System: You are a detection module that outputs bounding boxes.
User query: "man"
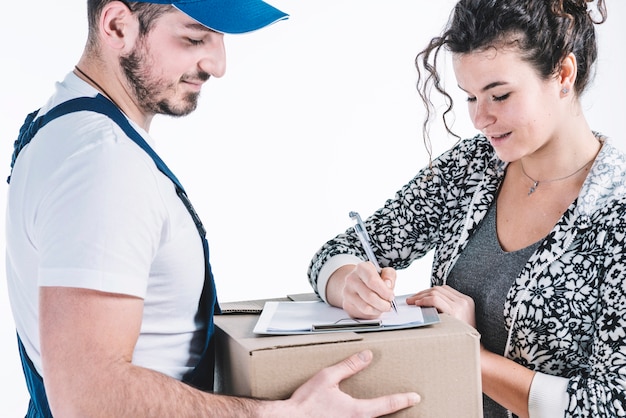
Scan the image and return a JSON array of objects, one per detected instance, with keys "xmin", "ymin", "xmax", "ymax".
[{"xmin": 7, "ymin": 0, "xmax": 419, "ymax": 417}]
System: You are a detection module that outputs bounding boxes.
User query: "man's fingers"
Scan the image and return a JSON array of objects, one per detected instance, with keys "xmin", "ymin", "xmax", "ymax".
[{"xmin": 359, "ymin": 392, "xmax": 421, "ymax": 417}]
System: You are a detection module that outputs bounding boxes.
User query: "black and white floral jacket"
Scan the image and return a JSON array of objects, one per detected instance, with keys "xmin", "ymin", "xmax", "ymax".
[{"xmin": 309, "ymin": 135, "xmax": 626, "ymax": 417}]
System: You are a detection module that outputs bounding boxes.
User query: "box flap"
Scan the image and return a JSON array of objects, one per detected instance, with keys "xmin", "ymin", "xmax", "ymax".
[{"xmin": 215, "ymin": 315, "xmax": 363, "ymax": 352}]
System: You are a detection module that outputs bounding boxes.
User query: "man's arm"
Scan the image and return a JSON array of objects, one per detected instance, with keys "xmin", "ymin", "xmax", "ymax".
[{"xmin": 40, "ymin": 287, "xmax": 419, "ymax": 417}]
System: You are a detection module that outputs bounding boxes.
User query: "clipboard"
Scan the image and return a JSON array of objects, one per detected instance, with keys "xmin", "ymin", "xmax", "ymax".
[{"xmin": 253, "ymin": 295, "xmax": 440, "ymax": 335}]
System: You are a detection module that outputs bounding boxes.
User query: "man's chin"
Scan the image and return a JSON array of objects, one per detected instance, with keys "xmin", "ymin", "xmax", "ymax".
[{"xmin": 158, "ymin": 94, "xmax": 198, "ymax": 117}]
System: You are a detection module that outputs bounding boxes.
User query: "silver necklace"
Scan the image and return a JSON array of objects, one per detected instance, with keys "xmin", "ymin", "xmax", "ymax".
[
  {"xmin": 74, "ymin": 65, "xmax": 121, "ymax": 109},
  {"xmin": 519, "ymin": 158, "xmax": 595, "ymax": 196}
]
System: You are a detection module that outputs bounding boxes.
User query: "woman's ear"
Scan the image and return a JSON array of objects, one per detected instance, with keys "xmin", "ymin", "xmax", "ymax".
[
  {"xmin": 557, "ymin": 52, "xmax": 578, "ymax": 96},
  {"xmin": 99, "ymin": 1, "xmax": 139, "ymax": 49}
]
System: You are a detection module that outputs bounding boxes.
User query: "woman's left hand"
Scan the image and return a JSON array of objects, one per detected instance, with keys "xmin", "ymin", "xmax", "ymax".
[{"xmin": 406, "ymin": 285, "xmax": 476, "ymax": 328}]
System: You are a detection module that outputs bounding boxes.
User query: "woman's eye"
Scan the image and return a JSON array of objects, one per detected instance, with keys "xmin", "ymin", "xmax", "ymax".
[{"xmin": 492, "ymin": 93, "xmax": 510, "ymax": 102}]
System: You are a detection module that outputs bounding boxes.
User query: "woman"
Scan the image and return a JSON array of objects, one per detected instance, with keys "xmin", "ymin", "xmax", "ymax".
[{"xmin": 309, "ymin": 0, "xmax": 626, "ymax": 417}]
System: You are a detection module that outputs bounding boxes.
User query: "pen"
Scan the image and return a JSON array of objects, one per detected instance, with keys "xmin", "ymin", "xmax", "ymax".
[{"xmin": 350, "ymin": 211, "xmax": 398, "ymax": 313}]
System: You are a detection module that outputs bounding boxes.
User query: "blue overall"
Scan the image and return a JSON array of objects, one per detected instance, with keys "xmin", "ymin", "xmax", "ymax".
[{"xmin": 7, "ymin": 94, "xmax": 220, "ymax": 418}]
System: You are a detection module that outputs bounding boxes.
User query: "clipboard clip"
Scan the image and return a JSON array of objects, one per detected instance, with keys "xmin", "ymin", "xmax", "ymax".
[{"xmin": 311, "ymin": 318, "xmax": 383, "ymax": 332}]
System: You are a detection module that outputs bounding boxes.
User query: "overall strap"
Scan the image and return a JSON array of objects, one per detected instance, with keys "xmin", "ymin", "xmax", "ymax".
[{"xmin": 7, "ymin": 94, "xmax": 220, "ymax": 418}]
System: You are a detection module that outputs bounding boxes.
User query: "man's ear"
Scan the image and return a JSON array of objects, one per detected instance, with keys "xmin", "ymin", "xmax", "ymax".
[
  {"xmin": 558, "ymin": 52, "xmax": 578, "ymax": 92},
  {"xmin": 99, "ymin": 1, "xmax": 139, "ymax": 49}
]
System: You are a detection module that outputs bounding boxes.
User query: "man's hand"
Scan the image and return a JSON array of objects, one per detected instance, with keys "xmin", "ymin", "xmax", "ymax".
[{"xmin": 278, "ymin": 350, "xmax": 420, "ymax": 418}]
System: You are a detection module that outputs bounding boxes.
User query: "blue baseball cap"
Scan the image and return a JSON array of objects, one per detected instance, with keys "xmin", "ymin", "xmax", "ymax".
[{"xmin": 139, "ymin": 0, "xmax": 289, "ymax": 33}]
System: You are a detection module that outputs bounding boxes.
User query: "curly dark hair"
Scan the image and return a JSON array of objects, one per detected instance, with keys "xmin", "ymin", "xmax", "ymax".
[{"xmin": 415, "ymin": 0, "xmax": 607, "ymax": 153}]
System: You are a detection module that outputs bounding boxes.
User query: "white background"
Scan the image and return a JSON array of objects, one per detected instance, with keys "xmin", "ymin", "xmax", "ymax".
[{"xmin": 0, "ymin": 0, "xmax": 626, "ymax": 417}]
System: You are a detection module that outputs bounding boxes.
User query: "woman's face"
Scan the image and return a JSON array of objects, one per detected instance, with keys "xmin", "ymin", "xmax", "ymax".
[{"xmin": 453, "ymin": 48, "xmax": 564, "ymax": 162}]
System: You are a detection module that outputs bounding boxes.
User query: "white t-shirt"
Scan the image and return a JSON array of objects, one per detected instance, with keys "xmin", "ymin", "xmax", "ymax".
[{"xmin": 6, "ymin": 73, "xmax": 204, "ymax": 379}]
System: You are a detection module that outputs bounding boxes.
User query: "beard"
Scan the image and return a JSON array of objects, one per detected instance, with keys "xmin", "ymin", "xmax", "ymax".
[{"xmin": 119, "ymin": 42, "xmax": 210, "ymax": 116}]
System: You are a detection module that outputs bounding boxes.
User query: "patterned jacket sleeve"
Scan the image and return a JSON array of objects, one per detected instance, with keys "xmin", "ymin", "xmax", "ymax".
[
  {"xmin": 566, "ymin": 198, "xmax": 626, "ymax": 417},
  {"xmin": 308, "ymin": 137, "xmax": 491, "ymax": 293}
]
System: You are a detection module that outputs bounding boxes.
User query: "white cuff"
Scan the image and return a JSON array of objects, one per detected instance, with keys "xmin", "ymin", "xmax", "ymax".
[
  {"xmin": 528, "ymin": 372, "xmax": 569, "ymax": 418},
  {"xmin": 317, "ymin": 254, "xmax": 363, "ymax": 303}
]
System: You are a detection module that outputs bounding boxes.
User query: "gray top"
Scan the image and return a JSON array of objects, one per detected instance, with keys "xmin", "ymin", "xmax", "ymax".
[{"xmin": 447, "ymin": 202, "xmax": 539, "ymax": 418}]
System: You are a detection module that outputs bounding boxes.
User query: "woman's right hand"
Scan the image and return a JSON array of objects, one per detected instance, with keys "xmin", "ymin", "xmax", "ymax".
[{"xmin": 326, "ymin": 261, "xmax": 396, "ymax": 319}]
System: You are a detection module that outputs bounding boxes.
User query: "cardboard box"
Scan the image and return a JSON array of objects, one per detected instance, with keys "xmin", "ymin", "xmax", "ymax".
[{"xmin": 215, "ymin": 308, "xmax": 482, "ymax": 418}]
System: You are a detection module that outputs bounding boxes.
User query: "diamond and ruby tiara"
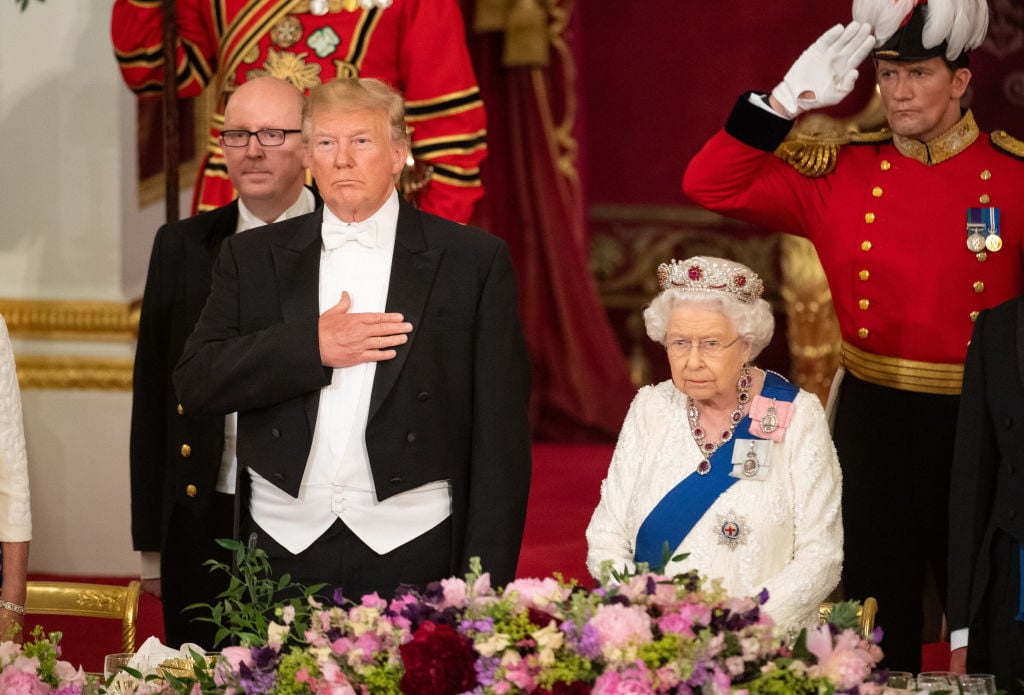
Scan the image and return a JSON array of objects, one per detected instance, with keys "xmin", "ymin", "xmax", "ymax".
[{"xmin": 657, "ymin": 256, "xmax": 765, "ymax": 304}]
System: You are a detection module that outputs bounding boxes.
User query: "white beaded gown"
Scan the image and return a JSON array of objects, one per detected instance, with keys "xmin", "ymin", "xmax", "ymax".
[
  {"xmin": 587, "ymin": 381, "xmax": 843, "ymax": 627},
  {"xmin": 0, "ymin": 316, "xmax": 32, "ymax": 542}
]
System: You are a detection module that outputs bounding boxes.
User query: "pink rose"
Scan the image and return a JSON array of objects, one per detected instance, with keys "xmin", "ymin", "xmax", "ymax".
[
  {"xmin": 438, "ymin": 576, "xmax": 466, "ymax": 609},
  {"xmin": 590, "ymin": 604, "xmax": 653, "ymax": 649},
  {"xmin": 591, "ymin": 662, "xmax": 654, "ymax": 695},
  {"xmin": 505, "ymin": 577, "xmax": 569, "ymax": 609},
  {"xmin": 0, "ymin": 668, "xmax": 50, "ymax": 695}
]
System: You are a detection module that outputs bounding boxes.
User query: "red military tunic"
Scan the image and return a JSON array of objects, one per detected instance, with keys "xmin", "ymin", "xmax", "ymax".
[
  {"xmin": 683, "ymin": 97, "xmax": 1024, "ymax": 393},
  {"xmin": 111, "ymin": 0, "xmax": 486, "ymax": 222}
]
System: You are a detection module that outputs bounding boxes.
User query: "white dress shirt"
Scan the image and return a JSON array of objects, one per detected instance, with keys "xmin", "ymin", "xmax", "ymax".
[
  {"xmin": 217, "ymin": 186, "xmax": 316, "ymax": 494},
  {"xmin": 250, "ymin": 191, "xmax": 452, "ymax": 555}
]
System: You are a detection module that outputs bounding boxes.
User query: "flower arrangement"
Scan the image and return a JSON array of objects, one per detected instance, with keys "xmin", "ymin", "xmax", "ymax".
[{"xmin": 0, "ymin": 545, "xmax": 885, "ymax": 695}]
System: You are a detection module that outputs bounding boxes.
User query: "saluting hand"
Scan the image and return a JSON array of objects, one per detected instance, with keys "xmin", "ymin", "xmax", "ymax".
[
  {"xmin": 317, "ymin": 292, "xmax": 413, "ymax": 368},
  {"xmin": 771, "ymin": 21, "xmax": 874, "ymax": 119}
]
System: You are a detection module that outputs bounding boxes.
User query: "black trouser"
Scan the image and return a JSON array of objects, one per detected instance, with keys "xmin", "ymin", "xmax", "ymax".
[
  {"xmin": 834, "ymin": 374, "xmax": 959, "ymax": 674},
  {"xmin": 246, "ymin": 517, "xmax": 455, "ymax": 603},
  {"xmin": 965, "ymin": 531, "xmax": 1024, "ymax": 695},
  {"xmin": 160, "ymin": 492, "xmax": 234, "ymax": 650}
]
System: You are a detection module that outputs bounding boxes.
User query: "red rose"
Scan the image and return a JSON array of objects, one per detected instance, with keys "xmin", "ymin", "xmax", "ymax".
[{"xmin": 398, "ymin": 622, "xmax": 476, "ymax": 695}]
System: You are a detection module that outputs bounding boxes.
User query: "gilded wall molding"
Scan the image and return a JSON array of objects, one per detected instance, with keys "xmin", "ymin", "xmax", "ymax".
[
  {"xmin": 0, "ymin": 299, "xmax": 141, "ymax": 391},
  {"xmin": 0, "ymin": 299, "xmax": 141, "ymax": 341},
  {"xmin": 14, "ymin": 355, "xmax": 132, "ymax": 391}
]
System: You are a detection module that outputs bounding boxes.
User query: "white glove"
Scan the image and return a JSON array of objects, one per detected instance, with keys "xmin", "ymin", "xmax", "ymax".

# # # # # # #

## WRITTEN TASK
Pull out every line of the records that contains the string "white". Case matters.

## SOLUTION
User query: "black and white floral jacket"
User query: "white background"
User query: "white t-shirt"
User query: "white cuff"
User query: "white beaded gown"
User query: "white dress shirt"
User query: "white glove"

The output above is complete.